--- Begin Extract ---

Our Agreement with Trans-Science, Inc.

        In January 2006, we entered into a Support Services Agreement with Trans-Science, Inc., or Trans-Science, one of our principal shareholders. Under the terms of the agreement, we agreed to establish a registered entity in Japan that would be mutually agreeable to both parties after consulting our legal and tax advisors. Trans-Science agreed to provide support services necessary in connection with the establishment of our Japanese entity at the direction of a representative designated by us. We designated Tomomi Okamoto, one of the members of our board of directors and the senior operating officer and chief technology officer of Trans-Science, as our representative to coordinate the establishment of our Japanese entity and direct the support services to be provided. Such services included, among others, assistance in determining the legal form of entity in Japan and its establishment; assistance with business development activities to be designated by our board of directors; provide investor relations support and communications with our current Japanese shareholders; and provide support for any attempt to offer our capital stock in a public offering in Japan if we would so choose. In consideration for such services, we agreed to pay Trans-Science a service fee of $75,000 per quarter for the term of the agreement, in addition to any fees and expenses incurred by Trans-Science in establishing the Japanese legal entity. We did not provide additional compensation under the terms of the agreement to Ms. Okamoto. Trans-Science was responsible for paying all compensation earned by Ms. Okamoto in acting as our designated representative under the agreement.

--- End Extract ---
--- Begin Material ---

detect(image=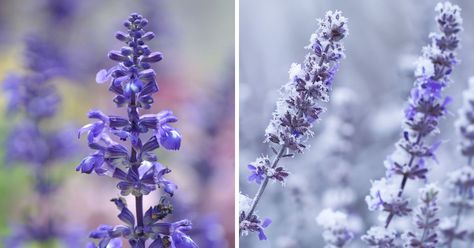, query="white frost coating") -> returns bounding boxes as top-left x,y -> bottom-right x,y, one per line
435,2 -> 462,24
239,193 -> 252,213
415,57 -> 434,78
365,178 -> 399,211
288,63 -> 305,81
316,208 -> 348,229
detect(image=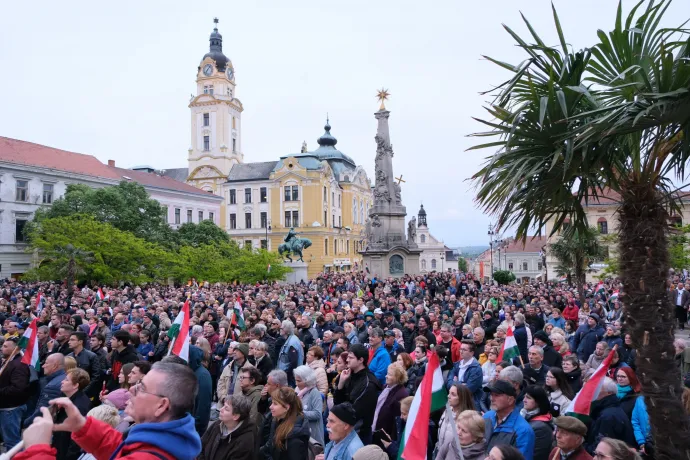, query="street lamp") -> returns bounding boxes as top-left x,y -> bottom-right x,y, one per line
486,224 -> 496,281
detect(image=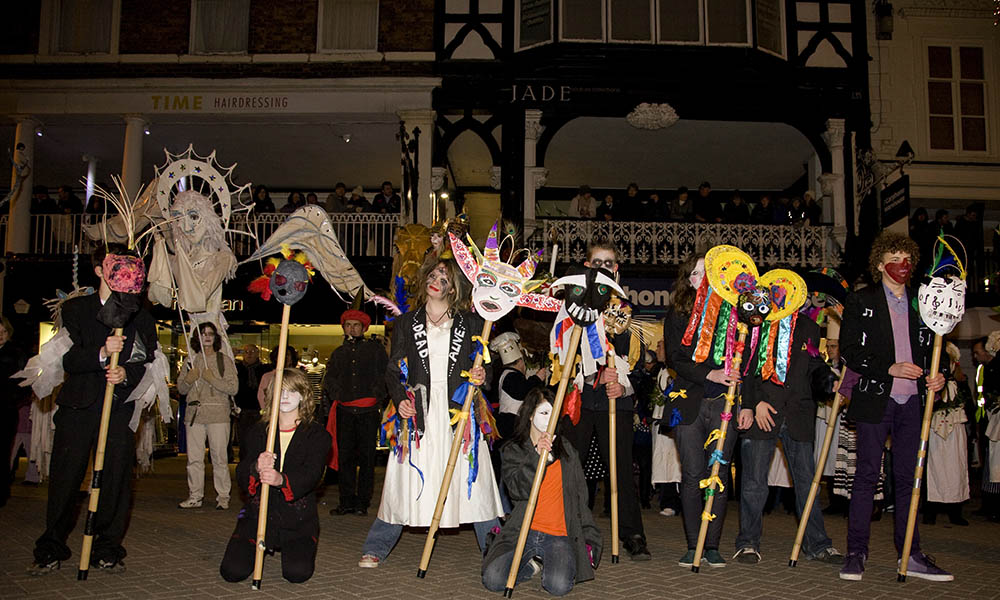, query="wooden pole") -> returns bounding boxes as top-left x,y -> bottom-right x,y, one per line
76,327 -> 122,581
417,321 -> 493,579
503,325 -> 583,598
250,304 -> 292,590
691,323 -> 747,573
788,366 -> 847,567
608,350 -> 619,565
896,333 -> 942,582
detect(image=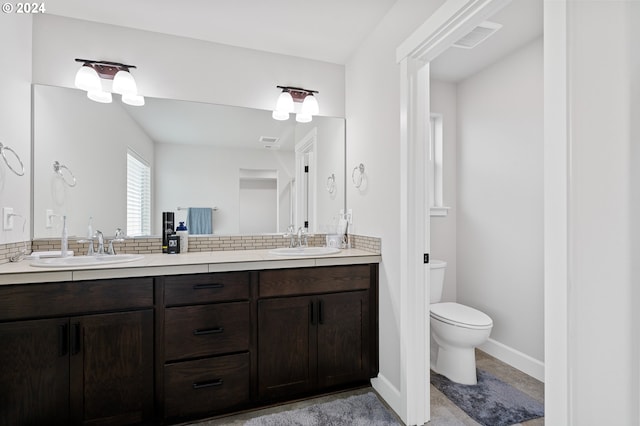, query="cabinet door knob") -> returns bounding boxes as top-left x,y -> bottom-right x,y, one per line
193,283 -> 224,290
193,379 -> 224,389
193,327 -> 224,336
58,324 -> 69,356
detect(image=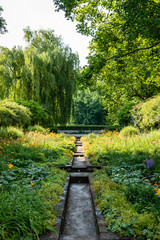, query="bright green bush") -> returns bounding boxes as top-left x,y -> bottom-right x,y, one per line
120,126 -> 139,136
28,125 -> 48,133
6,127 -> 24,139
131,96 -> 160,130
0,126 -> 24,139
116,103 -> 135,126
0,100 -> 31,127
17,100 -> 48,125
0,127 -> 8,138
0,105 -> 17,126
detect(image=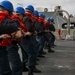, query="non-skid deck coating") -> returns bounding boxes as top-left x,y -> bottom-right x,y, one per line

--- End Material ---

- [Required tasks]
(a) Say whether each statement agrees with the Trans-Science agreement text, answering yes or no and quoting the words that decide it: (i) the agreement was made in January 2006; (ii) the company gave Ms. Okamoto additional compensation under the agreement; (iii) the service fee was $75,000 per quarter.
(b) Turn the paragraph of the Trans-Science agreement text that begins "In January 2006, we entered" into a list that keeps its main facts.

- [Responses in order]
(a)
(i) Yes: "In January 2006, we entered into a Support Services Agreement with Trans-Science, Inc."
(ii) No: "We did not provide additional compensation under the terms of the agreement to Ms. Okamoto."
(iii) Yes: "we agreed to pay Trans-Science a service fee of $75,000 per quarter for the term of the agreement"

(b)
- In January 2006, the company signed a Support Services Agreement with Trans-Science, Inc., one of its principal shareholders.
- The company agreed to establish a registered entity in Japan that both parties would accept after consulting legal and tax advisors.
- Trans-Science agreed to provide the support services needed to establish the Japanese entity, at the direction of a representative chosen by the company.
- The company designated Tomomi Okamoto as that representative. She is a company board member and the senior operating officer and chief technology officer of Trans-Science.
- The services included:
  - help determining the legal form of the Japanese entity and establishing it
  - help with business development activities designated by the board
  - investor relations support and communications with current Japanese shareholders
  - support for any public offering of the company's capital stock in Japan, if the company chose to pursue one
- The company agreed to pay Trans-Science $75,000 per quarter for the term of the agreement, plus fees and expenses Trans-Science incurred in establishing the Japanese entity.
- The company gave Ms. Okamoto no additional compensation. Trans-Science paid all compensation she earned as the designated representative.